British buyers are still the top foreign purchasers in the Costa Blanca region but other international homeseekers are now close behind.
Belgian and Swedish buyers could soon overtake the number of British buyers on the Costa Blanca.
Buyers from Belgium are already bigger spenders than Britons and have purchased more expensive properties in the region.
Sales figures for properties on the Costa Blanca have risen since 2020 when travel restrictions were very strict.
Various factors have been blamed for the fall in British buyers looking to buy a property on the Costa Blanca.
New Brexit rules for Britons mean they can only stay in the EU for a total of 90 days out of 180.
For Britons without residency permits the new restrictions on length of stay can be off-putting.
If people want to spend the winter months in Spain, they will need a residence permit to stay longer than 90 days.
Property sales could also have been impacted by pandemic restrictions which saw Britons unable to travel without quarantine.
Provia warned in January that an old law could stall up to 800 property deals a year for British buyers.
The Franco era Spanish law stipulates that non-EU residents must apply for a Ministry of Defence permit to buy certain homes.
If the home is in a location classified as being of ‘strategic interest for national defence’, Britons would need a permit to purchase.

| Try it |
Could you write out the stretch of the Costa Blanca property article from "New Brexit rules" through "travel without quarantine." word for word?

| Provided information |

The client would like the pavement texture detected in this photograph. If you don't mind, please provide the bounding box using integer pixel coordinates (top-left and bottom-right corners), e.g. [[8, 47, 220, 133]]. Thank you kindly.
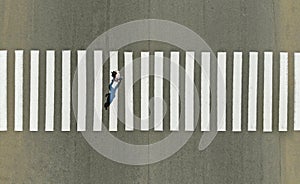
--
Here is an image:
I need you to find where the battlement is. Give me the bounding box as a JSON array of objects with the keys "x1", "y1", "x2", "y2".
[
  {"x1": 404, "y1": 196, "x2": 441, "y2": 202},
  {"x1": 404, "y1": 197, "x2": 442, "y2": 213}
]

| Answer below |
New Brexit rules for Britons mean they can only stay in the EU for a total of 90 days out of 180.
For Britons without residency permits the new restrictions on length of stay can be off-putting.
If people want to spend the winter months in Spain, they will need a residence permit to stay longer than 90 days.
Property sales could also have been impacted by pandemic restrictions which saw Britons unable to travel without quarantine.